DO THIS: Reproduce verbatim every line from the one that includes "Practice. Identify the palm tree crown" to the closing line of the entries; omit everything before it.

WORKING DATA:
============
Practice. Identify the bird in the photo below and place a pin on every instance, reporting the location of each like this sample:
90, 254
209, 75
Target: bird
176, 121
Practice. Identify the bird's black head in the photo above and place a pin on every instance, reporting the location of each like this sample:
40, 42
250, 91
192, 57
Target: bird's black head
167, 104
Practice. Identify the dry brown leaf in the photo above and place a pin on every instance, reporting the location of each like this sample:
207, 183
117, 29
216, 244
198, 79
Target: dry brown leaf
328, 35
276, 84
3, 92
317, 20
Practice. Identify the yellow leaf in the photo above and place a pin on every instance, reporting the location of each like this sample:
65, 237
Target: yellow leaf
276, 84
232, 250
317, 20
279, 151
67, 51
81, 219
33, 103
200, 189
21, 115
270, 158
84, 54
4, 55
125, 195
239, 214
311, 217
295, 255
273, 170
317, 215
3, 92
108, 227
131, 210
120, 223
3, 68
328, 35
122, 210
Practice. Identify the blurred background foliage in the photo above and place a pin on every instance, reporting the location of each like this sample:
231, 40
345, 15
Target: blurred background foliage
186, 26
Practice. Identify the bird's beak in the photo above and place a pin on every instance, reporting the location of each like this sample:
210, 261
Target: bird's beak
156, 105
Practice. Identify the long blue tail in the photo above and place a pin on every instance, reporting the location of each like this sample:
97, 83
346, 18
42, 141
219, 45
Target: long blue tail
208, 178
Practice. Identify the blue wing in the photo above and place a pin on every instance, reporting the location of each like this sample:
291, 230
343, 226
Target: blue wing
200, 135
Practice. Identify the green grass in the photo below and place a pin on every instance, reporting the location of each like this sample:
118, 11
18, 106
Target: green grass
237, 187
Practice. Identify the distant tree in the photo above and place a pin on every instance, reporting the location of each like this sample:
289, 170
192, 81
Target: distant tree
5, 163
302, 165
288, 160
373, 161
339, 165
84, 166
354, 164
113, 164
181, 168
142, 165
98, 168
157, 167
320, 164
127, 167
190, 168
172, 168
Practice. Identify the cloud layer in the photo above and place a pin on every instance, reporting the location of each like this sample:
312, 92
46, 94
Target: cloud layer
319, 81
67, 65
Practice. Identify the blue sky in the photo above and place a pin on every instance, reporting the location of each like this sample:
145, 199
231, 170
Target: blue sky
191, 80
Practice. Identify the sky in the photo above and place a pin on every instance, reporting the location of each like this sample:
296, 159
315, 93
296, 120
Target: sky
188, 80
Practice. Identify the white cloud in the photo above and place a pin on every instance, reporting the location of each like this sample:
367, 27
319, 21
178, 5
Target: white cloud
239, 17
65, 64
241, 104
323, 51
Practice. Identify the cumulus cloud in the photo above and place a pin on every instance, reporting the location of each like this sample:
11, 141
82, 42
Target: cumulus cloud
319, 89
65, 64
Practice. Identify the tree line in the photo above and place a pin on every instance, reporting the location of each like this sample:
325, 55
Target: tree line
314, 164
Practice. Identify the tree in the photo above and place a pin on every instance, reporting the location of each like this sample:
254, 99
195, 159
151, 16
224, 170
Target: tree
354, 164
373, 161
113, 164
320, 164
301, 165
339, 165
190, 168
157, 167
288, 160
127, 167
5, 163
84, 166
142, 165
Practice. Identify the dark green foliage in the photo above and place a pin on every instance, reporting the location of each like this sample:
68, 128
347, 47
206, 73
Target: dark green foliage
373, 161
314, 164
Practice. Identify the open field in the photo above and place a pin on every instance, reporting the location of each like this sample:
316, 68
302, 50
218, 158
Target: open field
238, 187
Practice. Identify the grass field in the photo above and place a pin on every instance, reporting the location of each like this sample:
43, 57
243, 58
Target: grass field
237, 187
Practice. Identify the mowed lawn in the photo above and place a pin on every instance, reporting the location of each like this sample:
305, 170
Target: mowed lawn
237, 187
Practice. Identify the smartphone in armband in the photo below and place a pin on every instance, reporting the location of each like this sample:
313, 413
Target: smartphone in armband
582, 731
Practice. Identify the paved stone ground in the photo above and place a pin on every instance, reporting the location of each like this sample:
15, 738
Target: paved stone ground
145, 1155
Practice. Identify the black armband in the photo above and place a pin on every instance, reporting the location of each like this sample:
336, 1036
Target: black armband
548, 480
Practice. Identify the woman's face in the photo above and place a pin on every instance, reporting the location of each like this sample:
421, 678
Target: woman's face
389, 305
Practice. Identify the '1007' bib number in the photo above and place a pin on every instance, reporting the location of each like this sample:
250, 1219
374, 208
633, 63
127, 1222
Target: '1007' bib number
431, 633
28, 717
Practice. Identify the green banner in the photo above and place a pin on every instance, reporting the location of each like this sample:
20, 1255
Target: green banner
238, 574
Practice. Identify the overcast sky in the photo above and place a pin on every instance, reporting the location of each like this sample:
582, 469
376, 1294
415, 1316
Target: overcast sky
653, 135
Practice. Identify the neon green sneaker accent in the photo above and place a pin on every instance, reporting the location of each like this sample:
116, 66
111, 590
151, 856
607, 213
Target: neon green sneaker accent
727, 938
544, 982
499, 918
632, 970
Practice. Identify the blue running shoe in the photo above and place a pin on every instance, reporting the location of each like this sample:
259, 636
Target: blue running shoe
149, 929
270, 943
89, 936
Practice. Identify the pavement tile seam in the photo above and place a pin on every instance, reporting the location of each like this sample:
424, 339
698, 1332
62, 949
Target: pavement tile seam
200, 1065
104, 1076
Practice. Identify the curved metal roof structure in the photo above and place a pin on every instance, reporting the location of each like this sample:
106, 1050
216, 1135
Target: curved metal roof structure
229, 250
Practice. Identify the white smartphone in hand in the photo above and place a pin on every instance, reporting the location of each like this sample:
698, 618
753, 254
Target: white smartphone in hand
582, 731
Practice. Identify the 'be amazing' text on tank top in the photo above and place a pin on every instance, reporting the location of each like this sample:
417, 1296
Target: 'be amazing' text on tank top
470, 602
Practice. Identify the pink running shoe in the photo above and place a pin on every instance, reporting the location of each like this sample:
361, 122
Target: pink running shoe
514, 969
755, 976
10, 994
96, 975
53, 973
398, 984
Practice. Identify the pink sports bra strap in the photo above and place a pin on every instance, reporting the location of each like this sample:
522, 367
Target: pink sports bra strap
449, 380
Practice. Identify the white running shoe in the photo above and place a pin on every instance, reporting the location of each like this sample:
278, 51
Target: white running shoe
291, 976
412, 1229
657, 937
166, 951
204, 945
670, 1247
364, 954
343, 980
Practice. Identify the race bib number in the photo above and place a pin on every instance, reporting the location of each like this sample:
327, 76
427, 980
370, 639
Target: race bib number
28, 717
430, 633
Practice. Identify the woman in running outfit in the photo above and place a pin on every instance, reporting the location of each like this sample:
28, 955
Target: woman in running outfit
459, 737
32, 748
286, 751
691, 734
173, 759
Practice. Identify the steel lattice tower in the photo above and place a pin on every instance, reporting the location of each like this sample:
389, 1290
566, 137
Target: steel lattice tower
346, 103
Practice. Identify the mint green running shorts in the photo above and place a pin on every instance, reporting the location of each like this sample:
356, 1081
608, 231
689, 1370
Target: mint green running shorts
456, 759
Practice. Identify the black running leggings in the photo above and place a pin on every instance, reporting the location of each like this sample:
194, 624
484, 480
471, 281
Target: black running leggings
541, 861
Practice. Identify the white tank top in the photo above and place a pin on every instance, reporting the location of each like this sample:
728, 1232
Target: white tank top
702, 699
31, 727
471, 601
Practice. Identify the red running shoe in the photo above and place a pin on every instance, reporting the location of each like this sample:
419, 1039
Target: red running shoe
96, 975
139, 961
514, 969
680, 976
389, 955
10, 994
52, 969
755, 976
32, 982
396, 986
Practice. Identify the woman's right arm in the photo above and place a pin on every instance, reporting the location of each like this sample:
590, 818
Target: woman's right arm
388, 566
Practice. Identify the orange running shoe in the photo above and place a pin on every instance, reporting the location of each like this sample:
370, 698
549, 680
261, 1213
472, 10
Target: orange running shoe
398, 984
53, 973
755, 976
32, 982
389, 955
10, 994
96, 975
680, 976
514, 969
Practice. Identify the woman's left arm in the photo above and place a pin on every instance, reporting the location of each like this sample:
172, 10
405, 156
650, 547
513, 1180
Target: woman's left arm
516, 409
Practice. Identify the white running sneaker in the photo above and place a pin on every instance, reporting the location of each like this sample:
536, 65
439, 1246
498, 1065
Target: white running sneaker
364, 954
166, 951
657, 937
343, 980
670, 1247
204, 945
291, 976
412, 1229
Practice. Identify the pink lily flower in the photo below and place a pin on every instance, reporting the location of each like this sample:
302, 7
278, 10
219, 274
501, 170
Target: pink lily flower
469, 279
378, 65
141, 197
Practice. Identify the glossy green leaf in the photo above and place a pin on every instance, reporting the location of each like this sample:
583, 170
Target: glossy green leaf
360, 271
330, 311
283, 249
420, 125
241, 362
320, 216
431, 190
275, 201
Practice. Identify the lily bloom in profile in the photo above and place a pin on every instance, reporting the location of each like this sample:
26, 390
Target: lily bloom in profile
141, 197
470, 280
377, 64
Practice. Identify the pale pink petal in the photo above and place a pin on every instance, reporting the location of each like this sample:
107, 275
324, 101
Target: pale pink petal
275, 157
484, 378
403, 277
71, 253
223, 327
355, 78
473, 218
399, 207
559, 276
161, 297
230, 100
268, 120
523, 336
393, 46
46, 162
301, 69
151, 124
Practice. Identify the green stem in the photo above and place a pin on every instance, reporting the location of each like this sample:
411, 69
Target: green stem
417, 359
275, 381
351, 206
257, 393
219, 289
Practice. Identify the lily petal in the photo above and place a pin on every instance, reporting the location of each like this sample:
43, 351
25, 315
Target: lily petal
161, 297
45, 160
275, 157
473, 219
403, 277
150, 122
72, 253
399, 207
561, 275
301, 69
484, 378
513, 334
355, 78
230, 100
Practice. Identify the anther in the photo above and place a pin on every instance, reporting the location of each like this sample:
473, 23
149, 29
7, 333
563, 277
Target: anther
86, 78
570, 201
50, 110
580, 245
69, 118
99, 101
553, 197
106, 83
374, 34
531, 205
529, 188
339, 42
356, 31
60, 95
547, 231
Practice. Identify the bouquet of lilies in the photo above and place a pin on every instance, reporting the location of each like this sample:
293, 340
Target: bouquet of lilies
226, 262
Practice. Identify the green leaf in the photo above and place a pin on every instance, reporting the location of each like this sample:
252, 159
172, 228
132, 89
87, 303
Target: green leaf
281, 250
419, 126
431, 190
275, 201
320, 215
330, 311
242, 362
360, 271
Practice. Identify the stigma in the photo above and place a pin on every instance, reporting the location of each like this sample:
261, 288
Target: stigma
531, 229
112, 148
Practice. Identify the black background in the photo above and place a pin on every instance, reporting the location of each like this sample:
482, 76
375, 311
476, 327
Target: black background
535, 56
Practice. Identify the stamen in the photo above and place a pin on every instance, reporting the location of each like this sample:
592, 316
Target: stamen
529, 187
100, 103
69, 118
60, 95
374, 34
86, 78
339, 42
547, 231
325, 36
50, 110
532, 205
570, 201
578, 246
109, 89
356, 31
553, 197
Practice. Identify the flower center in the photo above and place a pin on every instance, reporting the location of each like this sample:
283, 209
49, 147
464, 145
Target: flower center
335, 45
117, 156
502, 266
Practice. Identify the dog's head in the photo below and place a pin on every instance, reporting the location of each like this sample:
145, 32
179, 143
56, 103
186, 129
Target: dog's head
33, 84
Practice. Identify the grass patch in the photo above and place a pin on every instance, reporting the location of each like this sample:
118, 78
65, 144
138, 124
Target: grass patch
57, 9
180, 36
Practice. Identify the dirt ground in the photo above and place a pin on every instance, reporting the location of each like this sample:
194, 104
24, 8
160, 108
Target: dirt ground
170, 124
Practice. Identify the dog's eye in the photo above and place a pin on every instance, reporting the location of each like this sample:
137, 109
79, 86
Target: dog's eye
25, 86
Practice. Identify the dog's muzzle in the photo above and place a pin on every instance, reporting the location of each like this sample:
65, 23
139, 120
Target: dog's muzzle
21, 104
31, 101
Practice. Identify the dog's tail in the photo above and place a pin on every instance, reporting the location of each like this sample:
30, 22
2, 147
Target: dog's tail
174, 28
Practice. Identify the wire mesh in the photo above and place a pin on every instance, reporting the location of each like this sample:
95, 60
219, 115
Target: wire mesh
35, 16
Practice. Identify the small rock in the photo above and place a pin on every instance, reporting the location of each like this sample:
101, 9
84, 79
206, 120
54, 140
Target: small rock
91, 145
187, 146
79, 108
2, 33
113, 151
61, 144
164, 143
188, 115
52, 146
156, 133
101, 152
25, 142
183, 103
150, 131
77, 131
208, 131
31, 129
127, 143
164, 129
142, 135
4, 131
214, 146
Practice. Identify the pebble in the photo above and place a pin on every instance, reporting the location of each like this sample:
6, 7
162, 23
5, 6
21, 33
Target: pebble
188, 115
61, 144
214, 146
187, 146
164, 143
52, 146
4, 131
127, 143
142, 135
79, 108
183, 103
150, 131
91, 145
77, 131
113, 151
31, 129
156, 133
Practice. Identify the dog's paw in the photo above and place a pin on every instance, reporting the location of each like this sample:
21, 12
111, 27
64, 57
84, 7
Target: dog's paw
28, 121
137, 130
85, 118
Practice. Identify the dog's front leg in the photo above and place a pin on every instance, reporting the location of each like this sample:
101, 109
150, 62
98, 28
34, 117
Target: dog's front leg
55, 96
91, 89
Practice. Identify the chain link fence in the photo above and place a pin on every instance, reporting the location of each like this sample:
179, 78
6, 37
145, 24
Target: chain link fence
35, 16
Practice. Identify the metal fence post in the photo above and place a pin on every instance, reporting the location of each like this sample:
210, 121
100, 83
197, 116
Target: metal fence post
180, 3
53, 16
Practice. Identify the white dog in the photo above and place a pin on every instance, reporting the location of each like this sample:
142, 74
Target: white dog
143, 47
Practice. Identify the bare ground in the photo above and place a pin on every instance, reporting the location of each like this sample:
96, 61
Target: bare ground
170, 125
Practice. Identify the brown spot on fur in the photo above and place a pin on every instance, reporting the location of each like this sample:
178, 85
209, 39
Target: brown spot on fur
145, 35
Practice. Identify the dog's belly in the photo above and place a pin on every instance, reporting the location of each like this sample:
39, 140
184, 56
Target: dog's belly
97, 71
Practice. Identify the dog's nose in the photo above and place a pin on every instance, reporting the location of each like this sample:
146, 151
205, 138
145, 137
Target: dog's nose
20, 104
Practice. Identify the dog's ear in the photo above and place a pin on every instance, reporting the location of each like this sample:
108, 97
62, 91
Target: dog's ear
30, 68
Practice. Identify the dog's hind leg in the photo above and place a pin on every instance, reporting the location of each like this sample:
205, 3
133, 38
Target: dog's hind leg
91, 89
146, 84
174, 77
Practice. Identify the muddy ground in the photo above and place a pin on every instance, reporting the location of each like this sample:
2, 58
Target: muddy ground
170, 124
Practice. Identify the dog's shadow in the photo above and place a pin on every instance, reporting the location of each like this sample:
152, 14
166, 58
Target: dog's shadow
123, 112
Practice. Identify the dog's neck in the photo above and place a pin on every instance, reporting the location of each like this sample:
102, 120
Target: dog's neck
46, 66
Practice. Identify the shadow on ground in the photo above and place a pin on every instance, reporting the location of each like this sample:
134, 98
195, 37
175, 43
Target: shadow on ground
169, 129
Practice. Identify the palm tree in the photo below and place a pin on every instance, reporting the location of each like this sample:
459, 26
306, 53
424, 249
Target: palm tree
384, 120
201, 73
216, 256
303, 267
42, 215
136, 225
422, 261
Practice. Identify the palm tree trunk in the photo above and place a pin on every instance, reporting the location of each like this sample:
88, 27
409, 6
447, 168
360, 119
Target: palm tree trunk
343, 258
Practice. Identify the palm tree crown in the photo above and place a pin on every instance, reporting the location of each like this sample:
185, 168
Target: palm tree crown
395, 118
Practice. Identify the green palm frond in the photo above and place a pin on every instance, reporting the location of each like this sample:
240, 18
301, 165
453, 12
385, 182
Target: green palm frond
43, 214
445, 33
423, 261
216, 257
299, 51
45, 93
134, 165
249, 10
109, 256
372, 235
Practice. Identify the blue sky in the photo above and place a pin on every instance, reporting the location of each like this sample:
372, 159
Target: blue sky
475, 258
============
RESULT OF THIS EXERCISE:
Practice. Identify the palm tree crown in the photo above and place a pin on every instance, reporting the location of each like this sample:
185, 168
Target: palm tree crown
395, 118
Practice. Identify the green palm frond in the photo above and place a pin on every instance, reporting the location of each like this sample:
240, 18
301, 165
453, 12
385, 182
Target: green palm frond
43, 214
445, 33
423, 261
216, 257
299, 51
45, 93
134, 165
249, 10
109, 256
372, 235
Practice. Identify the blue sky in the photo above and place a pin on every instance, reporting the location of each like this sample:
372, 159
Target: blue sky
475, 258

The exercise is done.